◆ **Work request**
Output the entries exactly.
[Start of Attachment]
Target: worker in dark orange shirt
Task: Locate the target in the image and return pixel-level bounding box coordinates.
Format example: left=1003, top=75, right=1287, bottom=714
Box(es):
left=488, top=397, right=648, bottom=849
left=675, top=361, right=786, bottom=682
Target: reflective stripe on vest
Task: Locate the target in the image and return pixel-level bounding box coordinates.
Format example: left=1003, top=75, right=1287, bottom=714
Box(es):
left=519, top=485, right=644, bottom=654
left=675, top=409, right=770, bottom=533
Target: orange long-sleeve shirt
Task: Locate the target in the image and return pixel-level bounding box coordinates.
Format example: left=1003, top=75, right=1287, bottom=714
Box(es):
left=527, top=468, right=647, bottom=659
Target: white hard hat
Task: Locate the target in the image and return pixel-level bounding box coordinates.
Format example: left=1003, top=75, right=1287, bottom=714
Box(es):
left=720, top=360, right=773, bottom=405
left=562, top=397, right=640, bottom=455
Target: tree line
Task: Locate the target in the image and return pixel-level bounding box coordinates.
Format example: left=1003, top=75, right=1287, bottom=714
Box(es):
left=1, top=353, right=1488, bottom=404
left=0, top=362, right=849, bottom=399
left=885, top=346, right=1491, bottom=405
[End of Attachment]
◆ **Result of the exercise**
Target: worker in dark orange shirt
Task: Locate the target in the image and return pixel-level bounding box coordinates.
Format example: left=1003, top=75, right=1287, bottom=714
Box(es):
left=488, top=397, right=648, bottom=849
left=675, top=361, right=786, bottom=682
Target: reflective stripe on vest
Task: Locate the target in the image and return pixel-level bounding box coordinates.
Format example: left=1003, top=75, right=1287, bottom=714
Box(es):
left=519, top=485, right=644, bottom=654
left=675, top=409, right=770, bottom=533
Target: orange long-sleeve shirt
Task: Locate the target in the image and return pixel-level bounding box coordinates.
Format example: left=1003, top=75, right=1287, bottom=714
Box(es):
left=527, top=468, right=647, bottom=659
Target: white hard hat
Task: Locate the target in the image and return pixel-level bounding box coordinates.
Format example: left=1003, top=75, right=1287, bottom=714
Box(es):
left=720, top=360, right=773, bottom=405
left=562, top=397, right=640, bottom=455
Target: tree line
Task: Locate the target in the image and return pixel-level bounding box coordinates.
Format example: left=1003, top=75, right=1287, bottom=714
Box(es):
left=1, top=353, right=1488, bottom=404
left=0, top=362, right=849, bottom=399
left=885, top=346, right=1491, bottom=405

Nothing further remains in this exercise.